/---

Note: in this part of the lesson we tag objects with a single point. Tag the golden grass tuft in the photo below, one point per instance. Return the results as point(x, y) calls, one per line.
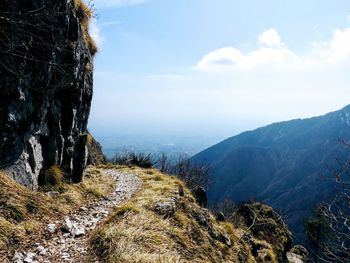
point(24, 214)
point(134, 232)
point(85, 14)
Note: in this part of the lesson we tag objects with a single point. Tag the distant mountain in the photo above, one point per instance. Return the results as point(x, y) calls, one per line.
point(281, 164)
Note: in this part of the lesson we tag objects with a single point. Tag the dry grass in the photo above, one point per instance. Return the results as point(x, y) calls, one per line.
point(85, 14)
point(24, 214)
point(136, 233)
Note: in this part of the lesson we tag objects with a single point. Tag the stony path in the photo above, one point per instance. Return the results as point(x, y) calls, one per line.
point(67, 239)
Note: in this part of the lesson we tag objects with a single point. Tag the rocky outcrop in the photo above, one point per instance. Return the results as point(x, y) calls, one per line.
point(95, 154)
point(263, 223)
point(46, 88)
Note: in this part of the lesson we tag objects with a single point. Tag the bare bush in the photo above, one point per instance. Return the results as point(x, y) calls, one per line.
point(143, 160)
point(329, 227)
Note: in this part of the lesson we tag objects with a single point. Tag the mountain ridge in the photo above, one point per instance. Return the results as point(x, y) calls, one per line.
point(281, 164)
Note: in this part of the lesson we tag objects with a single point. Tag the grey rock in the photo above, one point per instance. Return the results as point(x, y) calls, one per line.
point(45, 92)
point(167, 209)
point(298, 254)
point(77, 230)
point(220, 217)
point(29, 257)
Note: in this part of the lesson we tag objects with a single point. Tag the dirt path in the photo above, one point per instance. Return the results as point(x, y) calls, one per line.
point(68, 240)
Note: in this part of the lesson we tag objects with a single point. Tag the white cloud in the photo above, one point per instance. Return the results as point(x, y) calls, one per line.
point(117, 3)
point(270, 38)
point(273, 54)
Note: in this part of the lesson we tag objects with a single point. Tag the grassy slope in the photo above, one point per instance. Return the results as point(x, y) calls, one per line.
point(136, 233)
point(24, 215)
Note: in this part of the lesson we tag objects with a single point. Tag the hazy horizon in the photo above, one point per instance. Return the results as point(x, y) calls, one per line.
point(199, 68)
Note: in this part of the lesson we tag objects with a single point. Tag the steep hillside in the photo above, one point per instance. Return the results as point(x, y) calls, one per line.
point(46, 87)
point(25, 215)
point(161, 222)
point(281, 164)
point(164, 223)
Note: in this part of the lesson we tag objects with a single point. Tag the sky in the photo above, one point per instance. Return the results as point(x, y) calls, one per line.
point(189, 67)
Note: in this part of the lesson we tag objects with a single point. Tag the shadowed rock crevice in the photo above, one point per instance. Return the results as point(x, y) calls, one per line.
point(46, 87)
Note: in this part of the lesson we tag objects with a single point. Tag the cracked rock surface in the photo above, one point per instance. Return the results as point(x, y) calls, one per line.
point(46, 89)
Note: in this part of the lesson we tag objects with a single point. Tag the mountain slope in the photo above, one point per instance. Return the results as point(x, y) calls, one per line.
point(281, 164)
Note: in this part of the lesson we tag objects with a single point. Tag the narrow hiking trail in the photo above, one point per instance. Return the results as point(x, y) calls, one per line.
point(66, 240)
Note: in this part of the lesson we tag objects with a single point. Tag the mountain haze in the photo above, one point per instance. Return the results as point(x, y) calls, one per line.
point(287, 165)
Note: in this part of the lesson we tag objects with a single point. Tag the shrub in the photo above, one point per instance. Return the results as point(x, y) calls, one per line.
point(142, 160)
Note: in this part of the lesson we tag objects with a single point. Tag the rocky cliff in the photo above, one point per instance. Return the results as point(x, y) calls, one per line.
point(46, 87)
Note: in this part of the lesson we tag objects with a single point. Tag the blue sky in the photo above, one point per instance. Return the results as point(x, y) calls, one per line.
point(217, 67)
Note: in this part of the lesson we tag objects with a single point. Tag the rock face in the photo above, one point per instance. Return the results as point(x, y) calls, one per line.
point(46, 87)
point(95, 154)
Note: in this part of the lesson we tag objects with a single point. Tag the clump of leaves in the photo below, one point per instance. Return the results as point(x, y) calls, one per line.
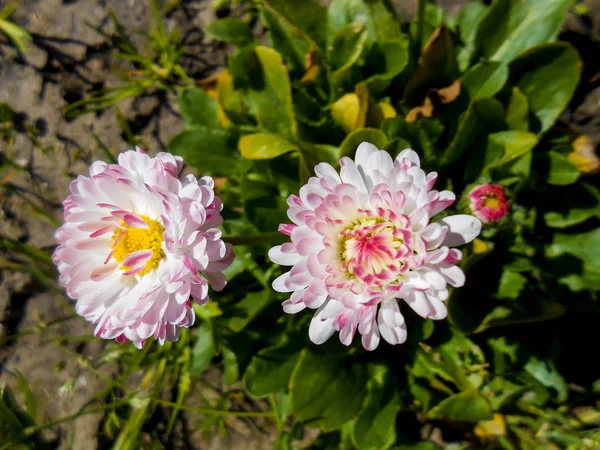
point(470, 94)
point(17, 35)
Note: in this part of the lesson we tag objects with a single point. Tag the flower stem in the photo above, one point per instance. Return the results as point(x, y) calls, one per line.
point(265, 238)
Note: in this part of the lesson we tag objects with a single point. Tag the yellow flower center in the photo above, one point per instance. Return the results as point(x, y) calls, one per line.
point(130, 239)
point(371, 245)
point(491, 202)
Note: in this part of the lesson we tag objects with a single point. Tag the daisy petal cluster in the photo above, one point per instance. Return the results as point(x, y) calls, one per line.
point(362, 239)
point(137, 244)
point(488, 202)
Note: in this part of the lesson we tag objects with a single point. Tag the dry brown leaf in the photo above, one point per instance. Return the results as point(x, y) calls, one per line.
point(584, 155)
point(434, 100)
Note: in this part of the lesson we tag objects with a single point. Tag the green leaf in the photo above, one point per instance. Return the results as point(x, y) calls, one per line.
point(503, 148)
point(246, 309)
point(517, 111)
point(270, 369)
point(231, 372)
point(264, 146)
point(327, 392)
point(209, 150)
point(485, 79)
point(483, 116)
point(198, 108)
point(204, 348)
point(387, 59)
point(533, 310)
point(511, 285)
point(271, 96)
point(510, 27)
point(555, 67)
point(381, 21)
point(307, 15)
point(229, 29)
point(583, 246)
point(353, 140)
point(467, 21)
point(464, 406)
point(420, 136)
point(546, 374)
point(437, 67)
point(346, 49)
point(375, 426)
point(561, 170)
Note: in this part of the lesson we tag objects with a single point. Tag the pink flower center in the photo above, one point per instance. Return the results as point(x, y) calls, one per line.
point(372, 251)
point(488, 202)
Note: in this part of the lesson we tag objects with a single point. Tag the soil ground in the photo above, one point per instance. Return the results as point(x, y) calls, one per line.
point(68, 59)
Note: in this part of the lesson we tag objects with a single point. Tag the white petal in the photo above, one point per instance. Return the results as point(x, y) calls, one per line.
point(284, 255)
point(462, 229)
point(320, 329)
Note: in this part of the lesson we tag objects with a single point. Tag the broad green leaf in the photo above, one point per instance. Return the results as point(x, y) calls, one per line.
point(326, 391)
point(230, 100)
point(381, 21)
point(230, 366)
point(272, 95)
point(532, 310)
point(311, 155)
point(353, 140)
point(209, 150)
point(246, 309)
point(585, 206)
point(307, 15)
point(511, 285)
point(583, 246)
point(437, 67)
point(501, 392)
point(574, 216)
point(550, 67)
point(510, 27)
point(264, 146)
point(204, 348)
point(547, 375)
point(503, 148)
point(387, 59)
point(516, 113)
point(198, 108)
point(420, 136)
point(467, 21)
point(485, 79)
point(375, 426)
point(346, 49)
point(464, 406)
point(229, 29)
point(561, 170)
point(270, 369)
point(483, 116)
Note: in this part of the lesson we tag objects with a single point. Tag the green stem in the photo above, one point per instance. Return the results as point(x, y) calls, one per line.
point(215, 412)
point(265, 238)
point(30, 430)
point(420, 26)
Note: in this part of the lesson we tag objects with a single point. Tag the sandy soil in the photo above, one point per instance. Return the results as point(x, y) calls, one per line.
point(67, 60)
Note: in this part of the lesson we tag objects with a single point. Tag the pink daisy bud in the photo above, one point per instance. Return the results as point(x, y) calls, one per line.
point(137, 243)
point(488, 202)
point(363, 239)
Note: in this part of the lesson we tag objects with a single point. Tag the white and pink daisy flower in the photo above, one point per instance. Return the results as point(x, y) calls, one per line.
point(488, 202)
point(363, 239)
point(137, 244)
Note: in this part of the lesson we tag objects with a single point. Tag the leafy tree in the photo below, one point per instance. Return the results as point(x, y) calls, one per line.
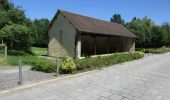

\---

### Task instructions
If a record contains a picture, drop the picture and repeat the rest exactly.

### Task output
Note: in this part of the lesson we tag objects with a single point. Tag the golden grass tuft in the photo below, one point per instance. Return the results as point(x, y) calls, one per line.
point(24, 214)
point(134, 232)
point(85, 14)
Note: in this part of the lesson we tag objects with a single point. Tag the distant mountain in the photo above, one point per instance. Return the results as point(x, y) calls, one per line.
point(281, 164)
Note: in this part of the lesson we tag objects with a single point. Tag the dry grass in the photo above, one point per instance. Return the results as point(x, y) calls, one per line.
point(85, 14)
point(24, 214)
point(136, 233)
Note: in this part of the lesson we tag objects with a single point. Tag the stony path in the photo above, one point per instance. Return the results as point(x, y) calls, one per line.
point(67, 239)
Note: in this part of the lesson we tag objects with a single point. Tag the rocky outcrop in the photo above, one point per instance. Return the results as point(x, y) calls, one per line.
point(95, 154)
point(263, 223)
point(46, 88)
Note: in this part of the lesson we tag objects with a single point. Tag the bare bush in the photo above, one point per instance. Return the results as point(x, y) calls, one per line.
point(143, 160)
point(329, 227)
Note: in this part of the lesson we tag objects with a single point. Tag the mountain ridge in the photo above, one point per instance. Return the results as point(x, y) calls, one per line.
point(281, 164)
Note: in this part of the lesson we tag objects with a single point. Tag the grey rock in the photo above, one point per instance. Return the results as point(x, y) calls, one per line.
point(45, 92)
point(167, 209)
point(298, 254)
point(77, 230)
point(220, 217)
point(29, 257)
Note: in this part of the lesson we tag objects with a single point. Tag the dirt path in the photo above, one point per instance. Return the results as point(x, y) calls, one per line.
point(68, 240)
Note: in this part of the lesson we tag objects with a single point. Tag the white cloud in the photo above, one point per instance. Return the results as point(x, y) calls, one per line.
point(117, 3)
point(270, 38)
point(273, 54)
Note: in this part of the lesson we tag objects with a single point. Tag the grassy slope in the photo above, one point per instance. Return the results as point(x, y) calls, one per line.
point(136, 233)
point(24, 215)
Note: in this part of the lesson we tag objects with a single point. Tag the hazy horizon in the photo above, one point per instance. Return the results as point(x, y) calls, one per line.
point(199, 68)
Note: in this part of the lesson we tag objects with a single point. Tag the steep hillside in the photo above, one point per instance. Return the results as point(x, y) calls, one per line.
point(46, 87)
point(25, 215)
point(161, 222)
point(281, 164)
point(164, 223)
Note: in this part of the lesson we tag objects with a single point. Tag the sky in the photo above, one point per instance. Return the results as point(x, y) calls, one per line.
point(189, 67)
Note: in this part of the lesson we tag objects with a single point. Tag the shadowed rock crevice in the photo above, one point per instance. Return the results as point(x, y) calls, one per line.
point(46, 87)
Note: in this part of the lesson we tag objects with a single point. Tag the cracked rock surface in the photo above, one point per instance. Return the results as point(x, y) calls, one per line.
point(46, 89)
Note: in this part of the lesson we tag objects with a single point. Tag the mountain slope in the photo above, one point per instance. Return the results as point(x, y) calls, one per line.
point(281, 164)
Note: in this part of the lesson we tag objects with a single point. Tag the narrow hiking trail in the photo above, one point per instance. Return the results as point(x, y) calls, one per line.
point(66, 240)
Note: in this part of the lesson we tag objects with a single point. Tag the mountain haze in the photo above, one point per instance. Return the results as point(x, y) calls, one per line.
point(287, 165)
Note: in this part of the lesson we tag objects with a single point. Tag the shrub in the photo above, one point per instance. Return the results as point(x, y) calls, one per line.
point(142, 160)
Note: in this part of the lesson we tag objects with a single point. Tag the rocky cliff in the photo above, one point per instance. Return the results as point(x, y) calls, one per line.
point(46, 87)
Note: in this part of the lesson we tag objects with a single point. Tag the blue sky in the photo above, one point per instance. Return the results as point(x, y) calls, one per line.
point(217, 67)
Note: in this part of the lesson we tag objects with a single point. Tag the rock face in the photo above, one point per instance. Return the results as point(x, y) calls, one per line.
point(46, 87)
point(95, 154)
Note: in this part of the lesson we tag objects with a single point. Tag the clump of leaves in the photo below, one point per instance. Return the results as point(x, y) calls, one per line.
point(470, 94)
point(17, 35)
Note: in this part of the lesson we tag objects with a single point. Tag the flower stem in the photo above, one point per instance. Return the results as point(x, y) calls, one per line.
point(265, 238)
Note: in this part of the lesson we tag objects with a single point. Tag the yellow flower center in the photo above, one point per instance. Return the results as point(x, y) calls, one per line.
point(130, 239)
point(371, 245)
point(491, 202)
Note: in this part of the lesson we tag objects with a single point. Tag the daisy petal cluster in the photo above, one point per instance. Return the results as point(x, y) calls, one per line.
point(362, 239)
point(137, 244)
point(488, 202)
Note: in this part of the lesson we tag objects with a single point. Tag the dry brown leaf in the photo above, one point per instance. Return the results as point(x, y) calls, one per line.
point(584, 155)
point(434, 100)
Note: in this part of the lesson we tag objects with a single point. Tag the green leaf in the photo above, one point per instance. Return the results as point(x, y) calls, one per line.
point(503, 148)
point(246, 309)
point(517, 111)
point(270, 369)
point(231, 372)
point(264, 146)
point(327, 392)
point(209, 150)
point(485, 79)
point(483, 116)
point(198, 108)
point(204, 348)
point(387, 59)
point(533, 310)
point(511, 285)
point(271, 96)
point(510, 27)
point(555, 67)
point(381, 21)
point(307, 15)
point(229, 29)
point(583, 246)
point(353, 140)
point(467, 21)
point(464, 406)
point(420, 136)
point(546, 374)
point(437, 67)
point(346, 49)
point(375, 426)
point(561, 170)
Note: in this part of the lesson we tag objects with a single point. Tag the pink flower center in the photo above, one point per instance. Return the results as point(x, y) calls, one per line.
point(372, 251)
point(488, 202)
Note: in this part of the lesson we tag objects with a single point. Tag the soil ground in the photo above, one point per instance. Return the results as point(x, y) calls, one per line.
point(68, 59)
Note: in this part of the lesson we tag objects with a single point. Tag the white petal in the photo above, one point per instance. Return the results as point(x, y) calls, one per line.
point(284, 255)
point(462, 229)
point(320, 329)
Note: in this part of the lesson we tag objects with a single point. Tag the broad green leaf in the photo above, one point per instance. Return the results as point(x, y) calls, one per line.
point(326, 391)
point(230, 100)
point(381, 21)
point(230, 366)
point(272, 95)
point(532, 310)
point(311, 155)
point(353, 140)
point(209, 150)
point(246, 309)
point(585, 206)
point(307, 15)
point(511, 285)
point(583, 246)
point(437, 67)
point(501, 392)
point(574, 216)
point(550, 67)
point(510, 27)
point(264, 146)
point(204, 348)
point(547, 375)
point(503, 148)
point(387, 59)
point(516, 113)
point(198, 108)
point(420, 136)
point(467, 21)
point(485, 79)
point(375, 426)
point(346, 49)
point(464, 406)
point(229, 29)
point(561, 170)
point(270, 369)
point(483, 116)
Note: in this part of the lesson we tag objects with a single point. Tag the green stem in the photo above, one point per instance. Return the results as point(x, y) calls, one per line.
point(215, 412)
point(265, 238)
point(30, 430)
point(420, 26)
Note: in this part of the lesson we tag objects with a single point. Tag the sandy soil in the photo above, one point per instance. Return the results as point(x, y) calls, one per line.
point(67, 60)
Note: in this part of the lesson we tag objects with a single point. Tag the pink daisy bud in the photo above, one point per instance. Return the results as point(x, y) calls, one per line.
point(137, 243)
point(488, 202)
point(363, 239)
Note: in this part of the lesson we tag objects with a single point. Tag the white and pink daisy flower in the photo above, one point per instance. Return the results as point(x, y) calls, one per line.
point(488, 202)
point(363, 239)
point(137, 244)
Note: in this part of the lesson we tag objects with a single point. Tag the leafy tree in the photo below, one point per instance. Return the results as point(x, y) calls, one per line.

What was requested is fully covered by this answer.